Task item: Report the number of lines in the data below where the string "curb" shows up, and only that number.

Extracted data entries
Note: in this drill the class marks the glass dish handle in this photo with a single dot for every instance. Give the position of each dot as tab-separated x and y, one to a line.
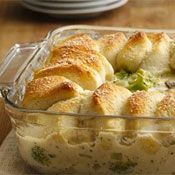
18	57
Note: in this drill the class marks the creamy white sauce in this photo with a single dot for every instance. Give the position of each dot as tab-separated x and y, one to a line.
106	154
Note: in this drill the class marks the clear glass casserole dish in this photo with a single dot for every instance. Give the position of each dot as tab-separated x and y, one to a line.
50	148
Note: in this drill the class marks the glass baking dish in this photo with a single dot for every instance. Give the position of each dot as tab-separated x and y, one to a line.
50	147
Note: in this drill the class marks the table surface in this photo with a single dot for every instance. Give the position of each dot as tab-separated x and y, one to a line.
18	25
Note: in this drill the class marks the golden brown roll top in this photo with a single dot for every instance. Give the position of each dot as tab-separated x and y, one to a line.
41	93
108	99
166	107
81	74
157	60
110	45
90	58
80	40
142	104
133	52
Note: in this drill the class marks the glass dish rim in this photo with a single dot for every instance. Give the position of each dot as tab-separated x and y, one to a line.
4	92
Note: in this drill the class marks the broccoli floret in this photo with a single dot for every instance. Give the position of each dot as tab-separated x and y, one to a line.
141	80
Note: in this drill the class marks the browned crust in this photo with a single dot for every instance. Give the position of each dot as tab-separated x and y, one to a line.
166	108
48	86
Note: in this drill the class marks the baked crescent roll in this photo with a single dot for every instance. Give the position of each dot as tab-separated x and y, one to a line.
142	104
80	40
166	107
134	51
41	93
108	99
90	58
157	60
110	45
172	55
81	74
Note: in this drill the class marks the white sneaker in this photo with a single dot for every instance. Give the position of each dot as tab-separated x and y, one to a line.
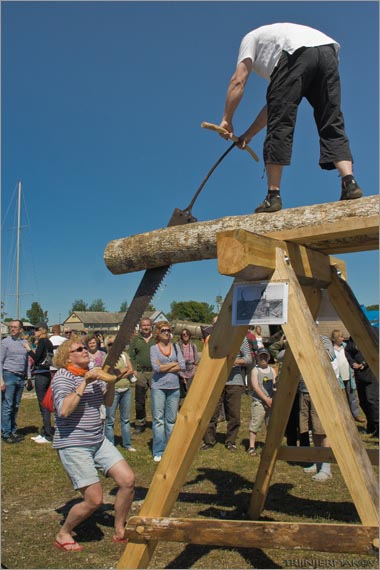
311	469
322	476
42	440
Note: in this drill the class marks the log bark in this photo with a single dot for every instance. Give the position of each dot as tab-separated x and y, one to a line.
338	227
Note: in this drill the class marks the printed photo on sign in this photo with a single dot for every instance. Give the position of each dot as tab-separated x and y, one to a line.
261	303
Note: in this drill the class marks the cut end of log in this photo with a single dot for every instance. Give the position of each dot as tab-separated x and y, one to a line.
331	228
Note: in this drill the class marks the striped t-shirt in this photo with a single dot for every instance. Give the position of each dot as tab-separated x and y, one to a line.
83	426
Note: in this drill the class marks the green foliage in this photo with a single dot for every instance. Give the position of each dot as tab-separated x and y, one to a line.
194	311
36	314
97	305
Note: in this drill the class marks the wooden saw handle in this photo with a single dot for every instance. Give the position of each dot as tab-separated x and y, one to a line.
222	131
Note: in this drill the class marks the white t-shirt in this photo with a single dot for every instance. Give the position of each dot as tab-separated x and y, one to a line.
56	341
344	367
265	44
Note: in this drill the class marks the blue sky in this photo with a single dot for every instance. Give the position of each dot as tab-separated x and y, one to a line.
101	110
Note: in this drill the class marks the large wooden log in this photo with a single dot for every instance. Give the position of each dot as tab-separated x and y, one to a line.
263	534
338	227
---
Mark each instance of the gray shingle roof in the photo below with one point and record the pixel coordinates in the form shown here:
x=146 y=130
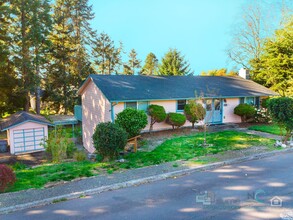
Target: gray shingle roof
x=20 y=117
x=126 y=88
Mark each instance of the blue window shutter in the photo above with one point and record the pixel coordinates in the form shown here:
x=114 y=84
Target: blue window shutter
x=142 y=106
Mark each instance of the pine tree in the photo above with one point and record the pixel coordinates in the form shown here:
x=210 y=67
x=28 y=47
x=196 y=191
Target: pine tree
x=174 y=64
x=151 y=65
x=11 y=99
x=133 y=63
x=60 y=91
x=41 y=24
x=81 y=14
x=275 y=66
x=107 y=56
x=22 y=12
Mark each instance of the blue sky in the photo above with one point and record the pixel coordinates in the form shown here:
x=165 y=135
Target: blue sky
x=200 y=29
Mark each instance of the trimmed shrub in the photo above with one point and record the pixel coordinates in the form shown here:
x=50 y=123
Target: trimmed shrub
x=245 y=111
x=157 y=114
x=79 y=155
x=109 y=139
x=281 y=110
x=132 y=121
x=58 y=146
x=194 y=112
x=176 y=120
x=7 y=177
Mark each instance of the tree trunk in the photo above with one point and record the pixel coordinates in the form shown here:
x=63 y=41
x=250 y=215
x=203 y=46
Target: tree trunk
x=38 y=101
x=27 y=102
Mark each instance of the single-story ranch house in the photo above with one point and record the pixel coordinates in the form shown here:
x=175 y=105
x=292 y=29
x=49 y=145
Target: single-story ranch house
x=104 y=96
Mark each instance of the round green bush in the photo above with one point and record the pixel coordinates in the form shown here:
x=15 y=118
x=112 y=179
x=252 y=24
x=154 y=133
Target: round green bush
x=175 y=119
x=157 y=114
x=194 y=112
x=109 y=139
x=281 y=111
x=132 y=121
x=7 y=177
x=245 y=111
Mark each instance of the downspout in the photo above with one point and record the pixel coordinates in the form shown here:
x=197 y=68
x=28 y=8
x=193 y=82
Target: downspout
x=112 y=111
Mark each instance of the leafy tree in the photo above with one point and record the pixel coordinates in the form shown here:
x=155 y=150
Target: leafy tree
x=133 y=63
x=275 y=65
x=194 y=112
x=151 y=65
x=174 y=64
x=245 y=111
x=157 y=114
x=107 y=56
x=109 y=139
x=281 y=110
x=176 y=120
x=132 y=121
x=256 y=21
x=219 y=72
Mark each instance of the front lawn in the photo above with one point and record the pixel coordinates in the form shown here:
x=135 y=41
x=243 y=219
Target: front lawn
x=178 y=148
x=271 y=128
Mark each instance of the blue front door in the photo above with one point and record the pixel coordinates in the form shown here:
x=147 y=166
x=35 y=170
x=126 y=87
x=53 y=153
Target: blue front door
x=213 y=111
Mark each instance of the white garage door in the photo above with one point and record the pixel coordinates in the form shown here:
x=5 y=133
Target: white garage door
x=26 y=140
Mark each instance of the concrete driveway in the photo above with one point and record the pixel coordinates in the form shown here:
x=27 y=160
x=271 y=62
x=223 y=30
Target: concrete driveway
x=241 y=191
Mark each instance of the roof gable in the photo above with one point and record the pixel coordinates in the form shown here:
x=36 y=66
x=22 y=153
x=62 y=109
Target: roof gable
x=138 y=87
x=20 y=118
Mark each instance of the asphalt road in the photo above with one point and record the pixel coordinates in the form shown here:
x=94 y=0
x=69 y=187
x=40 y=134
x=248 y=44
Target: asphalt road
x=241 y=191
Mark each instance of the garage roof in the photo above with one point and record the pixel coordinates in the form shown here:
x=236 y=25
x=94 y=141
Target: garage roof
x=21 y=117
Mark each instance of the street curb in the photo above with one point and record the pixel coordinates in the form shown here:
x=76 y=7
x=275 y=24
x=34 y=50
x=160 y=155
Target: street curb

Output of the task: 2